-- INSTRUCTIONS FOR THE TASK --
The response should consist solely of the lines running from the line with "point: tree bark" to the end of the data, retyped exactly.

-- Natural language region descriptions --
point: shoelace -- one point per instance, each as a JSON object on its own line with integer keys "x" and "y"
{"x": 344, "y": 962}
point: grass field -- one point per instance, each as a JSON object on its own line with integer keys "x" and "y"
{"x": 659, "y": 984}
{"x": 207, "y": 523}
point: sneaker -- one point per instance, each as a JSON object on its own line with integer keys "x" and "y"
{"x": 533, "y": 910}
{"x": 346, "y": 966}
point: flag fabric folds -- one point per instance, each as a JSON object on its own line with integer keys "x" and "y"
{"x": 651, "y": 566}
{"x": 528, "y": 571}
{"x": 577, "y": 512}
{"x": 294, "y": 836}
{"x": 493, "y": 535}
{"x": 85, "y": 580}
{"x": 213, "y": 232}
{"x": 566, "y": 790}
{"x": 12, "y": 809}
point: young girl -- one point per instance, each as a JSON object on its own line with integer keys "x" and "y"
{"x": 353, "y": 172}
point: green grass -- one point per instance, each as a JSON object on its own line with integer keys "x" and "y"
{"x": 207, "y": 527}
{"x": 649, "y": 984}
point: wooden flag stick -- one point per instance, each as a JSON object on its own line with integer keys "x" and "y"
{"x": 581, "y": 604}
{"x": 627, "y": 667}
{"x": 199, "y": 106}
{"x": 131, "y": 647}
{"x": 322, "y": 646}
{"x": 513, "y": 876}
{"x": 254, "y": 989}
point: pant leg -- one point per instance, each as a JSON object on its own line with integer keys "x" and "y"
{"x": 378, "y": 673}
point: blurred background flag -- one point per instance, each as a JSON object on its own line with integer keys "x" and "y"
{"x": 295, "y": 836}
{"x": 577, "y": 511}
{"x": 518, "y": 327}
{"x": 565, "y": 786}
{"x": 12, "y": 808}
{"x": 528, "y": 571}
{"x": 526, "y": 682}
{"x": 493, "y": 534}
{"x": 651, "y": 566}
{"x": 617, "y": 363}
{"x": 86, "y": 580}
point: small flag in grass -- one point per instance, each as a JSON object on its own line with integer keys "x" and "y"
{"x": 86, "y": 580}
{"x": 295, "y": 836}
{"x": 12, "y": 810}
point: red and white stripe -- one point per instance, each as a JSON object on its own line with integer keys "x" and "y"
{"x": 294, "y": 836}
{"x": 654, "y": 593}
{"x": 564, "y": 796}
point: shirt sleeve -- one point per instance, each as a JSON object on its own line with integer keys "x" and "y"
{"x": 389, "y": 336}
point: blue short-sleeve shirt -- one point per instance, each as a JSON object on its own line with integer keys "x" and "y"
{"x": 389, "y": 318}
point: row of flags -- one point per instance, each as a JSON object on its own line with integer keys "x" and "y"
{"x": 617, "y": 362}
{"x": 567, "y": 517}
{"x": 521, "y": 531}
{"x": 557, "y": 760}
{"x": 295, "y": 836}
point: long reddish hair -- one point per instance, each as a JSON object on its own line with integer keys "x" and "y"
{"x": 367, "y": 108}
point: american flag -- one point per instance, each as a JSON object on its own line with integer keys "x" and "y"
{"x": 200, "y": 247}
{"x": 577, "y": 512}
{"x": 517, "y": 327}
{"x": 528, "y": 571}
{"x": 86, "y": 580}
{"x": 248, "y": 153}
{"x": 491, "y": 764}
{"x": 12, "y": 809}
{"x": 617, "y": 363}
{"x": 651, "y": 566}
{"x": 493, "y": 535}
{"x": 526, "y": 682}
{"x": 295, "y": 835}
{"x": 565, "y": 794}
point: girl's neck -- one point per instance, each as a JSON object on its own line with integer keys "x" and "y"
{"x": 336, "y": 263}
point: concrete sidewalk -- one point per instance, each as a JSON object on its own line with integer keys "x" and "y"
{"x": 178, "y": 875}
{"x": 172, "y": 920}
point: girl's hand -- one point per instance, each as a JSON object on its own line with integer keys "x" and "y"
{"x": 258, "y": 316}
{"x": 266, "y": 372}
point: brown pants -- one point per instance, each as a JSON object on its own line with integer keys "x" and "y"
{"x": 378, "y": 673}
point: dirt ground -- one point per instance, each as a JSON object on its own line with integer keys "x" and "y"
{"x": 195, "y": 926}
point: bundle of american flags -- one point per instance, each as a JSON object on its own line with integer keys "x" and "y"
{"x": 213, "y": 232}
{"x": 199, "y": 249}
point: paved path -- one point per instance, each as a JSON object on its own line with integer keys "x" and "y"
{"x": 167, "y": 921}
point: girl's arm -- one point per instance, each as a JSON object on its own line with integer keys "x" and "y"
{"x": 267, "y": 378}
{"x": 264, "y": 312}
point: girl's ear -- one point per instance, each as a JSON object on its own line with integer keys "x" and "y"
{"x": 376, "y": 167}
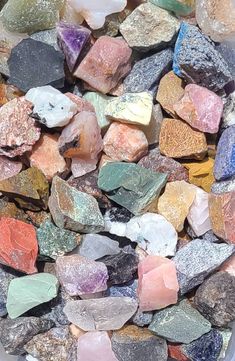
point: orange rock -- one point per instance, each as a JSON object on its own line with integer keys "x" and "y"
{"x": 125, "y": 142}
{"x": 18, "y": 245}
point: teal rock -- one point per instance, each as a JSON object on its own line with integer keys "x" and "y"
{"x": 54, "y": 242}
{"x": 130, "y": 185}
{"x": 27, "y": 292}
{"x": 73, "y": 209}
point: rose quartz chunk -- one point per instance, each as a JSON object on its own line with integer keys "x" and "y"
{"x": 106, "y": 64}
{"x": 95, "y": 346}
{"x": 201, "y": 108}
{"x": 158, "y": 285}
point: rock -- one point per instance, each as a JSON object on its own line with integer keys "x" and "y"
{"x": 178, "y": 140}
{"x": 225, "y": 159}
{"x": 125, "y": 142}
{"x": 131, "y": 108}
{"x": 51, "y": 344}
{"x": 153, "y": 233}
{"x": 146, "y": 73}
{"x": 27, "y": 292}
{"x": 74, "y": 210}
{"x": 80, "y": 275}
{"x": 134, "y": 343}
{"x": 176, "y": 201}
{"x": 200, "y": 108}
{"x": 72, "y": 40}
{"x": 149, "y": 27}
{"x": 95, "y": 246}
{"x": 54, "y": 242}
{"x": 18, "y": 245}
{"x": 158, "y": 286}
{"x": 106, "y": 64}
{"x": 197, "y": 260}
{"x": 130, "y": 185}
{"x": 102, "y": 314}
{"x": 215, "y": 298}
{"x": 158, "y": 163}
{"x": 18, "y": 131}
{"x": 170, "y": 90}
{"x": 198, "y": 216}
{"x": 197, "y": 61}
{"x": 28, "y": 70}
{"x": 94, "y": 13}
{"x": 14, "y": 334}
{"x": 180, "y": 323}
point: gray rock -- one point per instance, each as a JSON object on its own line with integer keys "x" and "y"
{"x": 180, "y": 323}
{"x": 199, "y": 258}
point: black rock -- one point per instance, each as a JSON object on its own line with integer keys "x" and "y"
{"x": 33, "y": 63}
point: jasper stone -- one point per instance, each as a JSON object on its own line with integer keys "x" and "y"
{"x": 130, "y": 185}
{"x": 178, "y": 140}
{"x": 74, "y": 210}
{"x": 28, "y": 70}
{"x": 106, "y": 64}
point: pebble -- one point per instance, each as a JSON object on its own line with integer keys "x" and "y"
{"x": 180, "y": 323}
{"x": 102, "y": 314}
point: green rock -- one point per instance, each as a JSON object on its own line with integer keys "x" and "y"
{"x": 180, "y": 323}
{"x": 27, "y": 292}
{"x": 29, "y": 16}
{"x": 130, "y": 185}
{"x": 54, "y": 242}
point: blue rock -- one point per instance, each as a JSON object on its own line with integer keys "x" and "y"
{"x": 225, "y": 157}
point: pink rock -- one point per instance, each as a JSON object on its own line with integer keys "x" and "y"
{"x": 106, "y": 64}
{"x": 158, "y": 285}
{"x": 201, "y": 108}
{"x": 95, "y": 346}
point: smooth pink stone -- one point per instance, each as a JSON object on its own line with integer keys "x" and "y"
{"x": 201, "y": 108}
{"x": 158, "y": 285}
{"x": 106, "y": 64}
{"x": 95, "y": 346}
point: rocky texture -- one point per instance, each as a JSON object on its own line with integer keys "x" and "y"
{"x": 146, "y": 73}
{"x": 80, "y": 275}
{"x": 158, "y": 286}
{"x": 180, "y": 323}
{"x": 215, "y": 298}
{"x": 125, "y": 142}
{"x": 106, "y": 64}
{"x": 74, "y": 210}
{"x": 134, "y": 343}
{"x": 102, "y": 314}
{"x": 178, "y": 140}
{"x": 198, "y": 259}
{"x": 149, "y": 27}
{"x": 197, "y": 61}
{"x": 130, "y": 185}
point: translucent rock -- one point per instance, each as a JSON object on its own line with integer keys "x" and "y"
{"x": 102, "y": 314}
{"x": 51, "y": 107}
{"x": 94, "y": 13}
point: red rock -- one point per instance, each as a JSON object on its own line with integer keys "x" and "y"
{"x": 18, "y": 245}
{"x": 106, "y": 64}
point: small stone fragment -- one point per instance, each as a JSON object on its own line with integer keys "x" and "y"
{"x": 180, "y": 323}
{"x": 197, "y": 260}
{"x": 74, "y": 210}
{"x": 102, "y": 314}
{"x": 80, "y": 275}
{"x": 158, "y": 286}
{"x": 28, "y": 70}
{"x": 106, "y": 64}
{"x": 130, "y": 185}
{"x": 125, "y": 142}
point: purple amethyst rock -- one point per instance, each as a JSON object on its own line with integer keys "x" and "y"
{"x": 72, "y": 39}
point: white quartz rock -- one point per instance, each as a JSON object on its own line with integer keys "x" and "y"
{"x": 53, "y": 108}
{"x": 95, "y": 11}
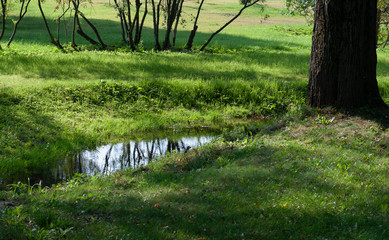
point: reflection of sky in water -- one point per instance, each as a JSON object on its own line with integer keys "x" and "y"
{"x": 109, "y": 158}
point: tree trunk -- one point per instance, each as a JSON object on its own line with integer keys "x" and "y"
{"x": 343, "y": 60}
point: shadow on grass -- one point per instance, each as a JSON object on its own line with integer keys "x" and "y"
{"x": 258, "y": 192}
{"x": 31, "y": 142}
{"x": 32, "y": 30}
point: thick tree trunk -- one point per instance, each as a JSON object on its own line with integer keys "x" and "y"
{"x": 343, "y": 59}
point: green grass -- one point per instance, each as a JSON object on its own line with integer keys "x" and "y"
{"x": 299, "y": 179}
{"x": 312, "y": 179}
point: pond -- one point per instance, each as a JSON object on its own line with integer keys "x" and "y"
{"x": 109, "y": 158}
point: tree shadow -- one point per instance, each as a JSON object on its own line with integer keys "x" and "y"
{"x": 31, "y": 141}
{"x": 274, "y": 198}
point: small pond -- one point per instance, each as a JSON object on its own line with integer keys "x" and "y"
{"x": 109, "y": 158}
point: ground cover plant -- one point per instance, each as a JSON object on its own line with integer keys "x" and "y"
{"x": 300, "y": 174}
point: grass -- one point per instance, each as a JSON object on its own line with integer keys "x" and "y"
{"x": 311, "y": 179}
{"x": 305, "y": 174}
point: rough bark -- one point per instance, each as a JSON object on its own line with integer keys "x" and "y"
{"x": 22, "y": 13}
{"x": 192, "y": 35}
{"x": 156, "y": 14}
{"x": 343, "y": 59}
{"x": 53, "y": 41}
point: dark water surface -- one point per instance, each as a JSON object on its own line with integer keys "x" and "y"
{"x": 109, "y": 158}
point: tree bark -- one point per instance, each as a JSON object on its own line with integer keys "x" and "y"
{"x": 22, "y": 13}
{"x": 343, "y": 59}
{"x": 192, "y": 35}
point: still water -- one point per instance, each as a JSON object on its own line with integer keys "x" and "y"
{"x": 109, "y": 158}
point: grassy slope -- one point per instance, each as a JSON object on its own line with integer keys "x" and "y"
{"x": 310, "y": 179}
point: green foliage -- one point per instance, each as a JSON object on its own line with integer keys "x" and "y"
{"x": 302, "y": 7}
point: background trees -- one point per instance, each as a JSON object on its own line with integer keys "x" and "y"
{"x": 166, "y": 14}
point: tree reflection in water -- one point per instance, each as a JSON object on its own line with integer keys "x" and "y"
{"x": 109, "y": 158}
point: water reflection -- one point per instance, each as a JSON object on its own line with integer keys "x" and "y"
{"x": 109, "y": 158}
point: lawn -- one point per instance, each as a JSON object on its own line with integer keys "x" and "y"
{"x": 279, "y": 170}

-- RESULT --
point: tree bark -- one point per instance, each as a JSON object on its own line with integer keys "x" and "y"
{"x": 22, "y": 13}
{"x": 343, "y": 59}
{"x": 192, "y": 35}
point: still water -- one point per instance, each as a JSON object on its own line with integer keys "x" and "y"
{"x": 109, "y": 158}
point: grassy slope -- one point per instance, each as a JSON object on its own line with integer keys "x" and "y"
{"x": 310, "y": 179}
point: green foliage -- one point per instance, each as a JSON object on its own line with integer keys "x" and "y"
{"x": 302, "y": 7}
point: background trees -- one point per instance, each as a JSON object on its own line with integer keys "x" and "y"
{"x": 166, "y": 14}
point: tree reflection in water -- one point per instance, each as a JSON object on its own line with integer keys "x" and "y"
{"x": 109, "y": 158}
point: water reflection -- one point per instance, each as a JSON object on its own line with integer keys "x" and "y"
{"x": 109, "y": 158}
point: lawn -- one point per instance, each as a JSON object on its own line with integer keys "x" and "y"
{"x": 279, "y": 170}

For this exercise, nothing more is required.